- [The problem] Each record below should be repeated precisely as written.

- [Extracted information]
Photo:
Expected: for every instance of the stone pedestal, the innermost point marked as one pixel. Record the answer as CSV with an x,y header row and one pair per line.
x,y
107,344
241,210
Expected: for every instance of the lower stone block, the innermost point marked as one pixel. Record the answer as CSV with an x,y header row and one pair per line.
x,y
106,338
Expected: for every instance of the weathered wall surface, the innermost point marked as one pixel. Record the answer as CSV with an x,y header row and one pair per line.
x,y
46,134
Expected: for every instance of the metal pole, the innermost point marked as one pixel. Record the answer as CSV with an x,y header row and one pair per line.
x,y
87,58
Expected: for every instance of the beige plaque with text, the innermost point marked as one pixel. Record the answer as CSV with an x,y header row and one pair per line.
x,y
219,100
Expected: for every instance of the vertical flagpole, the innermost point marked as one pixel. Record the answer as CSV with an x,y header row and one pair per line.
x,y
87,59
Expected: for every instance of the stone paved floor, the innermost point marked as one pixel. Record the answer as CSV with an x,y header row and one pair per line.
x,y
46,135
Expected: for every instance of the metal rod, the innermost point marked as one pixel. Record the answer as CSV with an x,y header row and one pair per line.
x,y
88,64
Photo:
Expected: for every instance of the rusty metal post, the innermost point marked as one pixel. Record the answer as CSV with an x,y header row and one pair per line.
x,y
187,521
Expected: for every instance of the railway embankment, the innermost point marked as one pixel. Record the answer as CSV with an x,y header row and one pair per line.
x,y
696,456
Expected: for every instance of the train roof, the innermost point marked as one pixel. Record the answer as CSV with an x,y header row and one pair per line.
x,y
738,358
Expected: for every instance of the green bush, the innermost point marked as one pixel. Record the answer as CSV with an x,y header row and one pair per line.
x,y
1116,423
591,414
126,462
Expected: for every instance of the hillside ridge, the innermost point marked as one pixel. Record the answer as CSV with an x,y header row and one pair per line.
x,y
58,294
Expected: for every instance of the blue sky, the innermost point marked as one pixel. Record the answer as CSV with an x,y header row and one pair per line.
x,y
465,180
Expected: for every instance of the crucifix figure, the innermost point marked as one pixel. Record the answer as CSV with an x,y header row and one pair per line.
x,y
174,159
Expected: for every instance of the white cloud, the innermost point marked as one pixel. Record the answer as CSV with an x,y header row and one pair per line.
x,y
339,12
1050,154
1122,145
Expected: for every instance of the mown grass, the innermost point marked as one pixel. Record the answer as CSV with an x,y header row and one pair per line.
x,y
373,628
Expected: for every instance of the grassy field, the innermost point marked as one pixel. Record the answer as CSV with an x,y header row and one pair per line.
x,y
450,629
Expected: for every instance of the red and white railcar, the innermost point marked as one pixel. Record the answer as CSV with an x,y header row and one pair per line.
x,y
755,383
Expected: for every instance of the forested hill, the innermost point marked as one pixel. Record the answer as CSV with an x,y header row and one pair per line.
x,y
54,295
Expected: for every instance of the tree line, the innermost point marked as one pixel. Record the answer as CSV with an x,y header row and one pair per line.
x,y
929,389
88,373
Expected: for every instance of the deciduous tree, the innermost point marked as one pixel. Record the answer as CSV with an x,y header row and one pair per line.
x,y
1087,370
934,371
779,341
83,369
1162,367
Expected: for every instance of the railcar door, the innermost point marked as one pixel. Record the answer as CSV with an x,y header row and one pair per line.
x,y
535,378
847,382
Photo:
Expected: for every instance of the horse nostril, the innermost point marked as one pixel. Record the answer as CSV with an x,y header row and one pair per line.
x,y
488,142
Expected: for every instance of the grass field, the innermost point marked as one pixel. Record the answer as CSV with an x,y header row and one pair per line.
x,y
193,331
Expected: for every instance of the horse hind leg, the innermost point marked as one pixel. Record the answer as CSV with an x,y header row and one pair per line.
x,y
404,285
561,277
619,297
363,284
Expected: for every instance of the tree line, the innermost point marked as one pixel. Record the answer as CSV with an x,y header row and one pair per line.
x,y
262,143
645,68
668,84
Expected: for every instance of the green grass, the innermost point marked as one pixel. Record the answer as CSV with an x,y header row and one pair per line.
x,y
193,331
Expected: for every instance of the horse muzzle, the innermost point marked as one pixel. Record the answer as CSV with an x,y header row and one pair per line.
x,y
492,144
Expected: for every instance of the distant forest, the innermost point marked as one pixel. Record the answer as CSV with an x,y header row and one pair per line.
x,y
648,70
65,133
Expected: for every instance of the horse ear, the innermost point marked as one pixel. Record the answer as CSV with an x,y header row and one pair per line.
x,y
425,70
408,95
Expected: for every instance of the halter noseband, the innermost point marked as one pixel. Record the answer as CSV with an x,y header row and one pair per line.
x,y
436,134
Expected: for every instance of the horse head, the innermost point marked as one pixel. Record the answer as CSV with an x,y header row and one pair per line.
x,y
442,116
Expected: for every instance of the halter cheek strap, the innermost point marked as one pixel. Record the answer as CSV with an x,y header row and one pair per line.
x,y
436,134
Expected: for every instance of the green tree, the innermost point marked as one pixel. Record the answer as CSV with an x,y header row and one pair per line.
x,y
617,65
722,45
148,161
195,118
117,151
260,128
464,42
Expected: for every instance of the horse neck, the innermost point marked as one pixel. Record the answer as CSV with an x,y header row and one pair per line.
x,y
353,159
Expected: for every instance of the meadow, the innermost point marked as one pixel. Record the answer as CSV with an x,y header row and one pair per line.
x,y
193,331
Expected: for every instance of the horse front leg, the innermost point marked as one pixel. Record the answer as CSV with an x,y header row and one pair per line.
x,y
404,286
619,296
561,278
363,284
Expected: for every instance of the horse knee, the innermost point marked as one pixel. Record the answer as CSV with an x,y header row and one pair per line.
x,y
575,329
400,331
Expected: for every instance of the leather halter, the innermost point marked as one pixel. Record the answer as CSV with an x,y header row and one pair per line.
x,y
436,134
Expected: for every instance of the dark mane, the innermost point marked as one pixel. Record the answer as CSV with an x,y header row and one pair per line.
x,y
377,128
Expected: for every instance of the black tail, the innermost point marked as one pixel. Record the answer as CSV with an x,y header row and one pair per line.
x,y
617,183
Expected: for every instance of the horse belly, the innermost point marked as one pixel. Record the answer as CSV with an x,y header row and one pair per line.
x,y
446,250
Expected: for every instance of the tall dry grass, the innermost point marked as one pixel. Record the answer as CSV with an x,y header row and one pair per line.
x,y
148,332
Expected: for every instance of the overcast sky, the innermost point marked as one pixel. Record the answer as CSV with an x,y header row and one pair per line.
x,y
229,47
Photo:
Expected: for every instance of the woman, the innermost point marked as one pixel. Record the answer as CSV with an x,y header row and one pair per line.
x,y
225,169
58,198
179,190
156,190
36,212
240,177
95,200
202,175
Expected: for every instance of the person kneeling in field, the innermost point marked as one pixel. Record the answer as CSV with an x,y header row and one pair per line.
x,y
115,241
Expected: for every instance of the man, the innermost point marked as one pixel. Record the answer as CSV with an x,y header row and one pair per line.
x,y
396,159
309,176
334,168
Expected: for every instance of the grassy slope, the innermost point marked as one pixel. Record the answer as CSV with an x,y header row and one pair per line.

- [Right answer]
Photo:
Expected: for every instance of the stone pedestal, the innermost point marked as one pixel. Record the answer as CSV with an x,y header row and one pair per line.
x,y
107,344
241,210
Expected: for every instance of the lower stone block, the innermost point marked as one pixel. Record the answer as CSV with an x,y header row and one pair per line.
x,y
106,338
Expected: for every instance of the weathered wall surface, the innermost point marked as one pixel. Record the answer as CSV with an x,y header row and one pair per line.
x,y
46,134
Expected: for every instance of the metal pole, the innermost point marked as one pixel. Record the answer as CSV with an x,y header row and one pair per line.
x,y
87,58
Expected: for every instance of the beige plaque with text, the innermost point marked as one pixel. Record the answer as CSV with an x,y header row and one pair per line.
x,y
219,100
Expected: for every instance of the vertical flagpole, the innermost point marked as one pixel. Record the answer as CSV with an x,y header row and one pair per line.
x,y
87,59
Expected: for every instance of the stone paved floor, the innermost point marked as one pixel. Record the answer as CSV with an x,y header row and one pair per line.
x,y
46,135
Expected: for every instance of the metal rod, the innermost point marked as one pixel. Record the answer as CSV with an x,y header row and one pair per line.
x,y
88,64
Photo:
Expected: for every instance of the rusty metal post, the innermost point marked as one pixel. Record the answer as CSV with an x,y header row and one pair per line.
x,y
187,521
Expected: for every instance of the railway embankment, the innermost point marked as one pixel. Record the answer as CSV with an x,y header row and one pair per line.
x,y
696,456
Expected: for every instance of the train roof, the innermost point marked as one pixel. Record the answer as CSV with an x,y header row and one pair per line.
x,y
738,358
Expected: for every instance of the green bush, the innermost point marked as one pixel. Record the answer as CSV with an x,y header row and one pair per line.
x,y
1116,423
591,414
126,462
Expected: for every instance of the hillside ridge, the innermost point marked as one pixel. Record the answer as CSV with an x,y header row and one pair per line.
x,y
58,294
Expected: for every instance of the blue sky, the innermost point marked as one pixel. Record the answer as CSV with an x,y header row and one pair per line.
x,y
465,180
Expected: for every instance of the crucifix figure, the innermost point marked as one pixel. Record the answer as CSV with an x,y header row and one pair per line.
x,y
174,159
Expected: for every instance of the white cloud, the innermost point marked as one pixel. Record the answer as CSV with an x,y header row and one pair per line.
x,y
339,12
1050,154
1122,145
Expected: for every instance of the mown grass, the innermost point marked as one pixel. Record the answer as CSV with an x,y header row and one pair per line.
x,y
373,628
Expected: for every instance of the grassy field, the innermost point marked as one pixel. Record the answer as CSV with an x,y header row and one pair per line.
x,y
450,629
Expected: for every instance of the red and white railcar, the innermost point marked as one pixel. Record the answer as CSV with an x,y header row and one pair per line.
x,y
755,383
Expected: for every instance of the forested hill, the innermost point marked as one pixel. Record the answer as CSV with an x,y header row and one pair per line.
x,y
54,295
Expected: for every instance of the tree line, the innermost point marked as one pixel. Record the answer as CSV with an x,y header row and one pair per line.
x,y
929,389
88,373
Expected: for every instance of the deciduous tree, the innermost point marked as one pixel. Record the answer as CSV with an x,y header row and one pair per line.
x,y
1087,370
934,371
779,341
83,369
1162,367
Expected: for every instance of the railcar door, the innermost point marked as one pixel. Record the answer as CSV with an x,y header row and one pair per line.
x,y
535,378
847,382
Photo:
Expected: for every instance of the horse nostril, the innermost point marked as one pixel. Record the answer as CSV with an x,y header row and one pair per line.
x,y
488,142
Expected: for every instance of the grass field, the innermost point marked as one pixel. Record the answer as CSV with an x,y header row and one pair per line.
x,y
193,331
Expected: for every instance of the horse hind leg, the innermost point marked as one pixel. Record the answer as CSV with an x,y header row and one pair per line.
x,y
404,285
561,277
619,297
363,284
Expected: for every instance of the tree line, the innermost point marked as one pixel. Record the answer as CSV with an x,y header row and one pair per line.
x,y
262,143
645,68
668,84
Expected: for every instance of the green grass, the innermost point marked as one pixel. Record the answer as CSV with an x,y header row and one pair per line.
x,y
193,331
Expected: for every instance of the horse muzzle, the innermost point marked as one pixel. Record the answer as CSV with an x,y header row and one pair per line.
x,y
492,144
Expected: for every instance of the distant forest, the innermost point marked as one pixel. Record the answer as CSV with an x,y header row and one pair per line.
x,y
648,70
65,133
Expected: for every instance of the horse ear, the innermost point marked as one pixel. Record the answer as CSV with an x,y header row and one pair per line.
x,y
425,70
408,95
Expected: for every instance of the halter noseband, the innermost point marked as one pixel. Record the answer as CSV with an x,y header row and one pair per line.
x,y
436,134
Expected: for every instance of the horse head, the innermost point marked as one pixel. Record the answer as CSV with an x,y header row and one pair per line.
x,y
442,116
Expected: for every instance of the halter cheek strap, the innermost point marked as one pixel. Record the answer as CSV with an x,y header row and one pair per line.
x,y
436,134
Expected: for every instance of the green tree, the innermost point marked as one pixel. Record the answer as CSV with an x,y header row and one pair per line.
x,y
617,65
722,45
148,161
195,118
117,151
260,128
464,42
Expected: for every instance of the horse neck, the innermost point marked as one pixel. Record the answer as CSV with an x,y header row and one pair per line.
x,y
353,159
Expected: for every instance of the meadow, the innermost point marked as one pixel. Record the answer as CSV with an x,y header row and one pair per line.
x,y
193,331
Expected: for every instance of the horse front leg, the innermost point marked as one pixel. Record the answer as CSV with an x,y header row and one pair per line.
x,y
404,286
619,296
561,278
363,284
Expected: for every instance of the horse knee, the innermost point marked as one pixel. Record the answer as CSV with an x,y header row and one pair per line.
x,y
575,329
400,331
Expected: for every instance of the leather halter, the innermost point marked as one pixel. Record the answer as CSV with an x,y header row and one pair per line.
x,y
436,134
Expected: for every instance of the dark mane, the innermost point marked as one pixel. Record the answer as CSV with an x,y header row and one pair per line.
x,y
377,128
Expected: for every instance of the black tail, the innermost point marked as one pixel. Record the answer as CSV with an x,y header row and one pair per line.
x,y
617,183
Expected: for every instance of the horse belly, the innermost point marked as one pixel. Record the answer as CSV with an x,y header row and one pair per line.
x,y
446,250
Expected: for every instance of the tall dry grass, the innermost point marked as one pixel. Record the answer as CSV with an x,y header row and one pair per line.
x,y
148,332
Expected: for every instance of the overcast sky, the innermost point marked as one pixel. Record the answer as CSV with an x,y header row and one pair per line.
x,y
229,47
Photo:
Expected: for every instance of the woman, the innermost point marked as one pixel. Record the answer as CSV with an x,y header row and one pair per line.
x,y
225,169
58,198
179,190
156,190
36,212
240,177
95,200
202,175
Expected: for every instance of the person kneeling in field, the innermost point marked as one pixel. Record the answer as CSV with an x,y header row and one pair per line.
x,y
115,241
Expected: for every instance of the man, the innermost point marked as one pixel. Record the answer as CSV with an x,y header row and one pair per line.
x,y
396,159
309,176
334,168
Expected: for every instance of the grassy slope, the innermost point marked as one pixel. Record the answer as CSV with an x,y header row and one pair per line.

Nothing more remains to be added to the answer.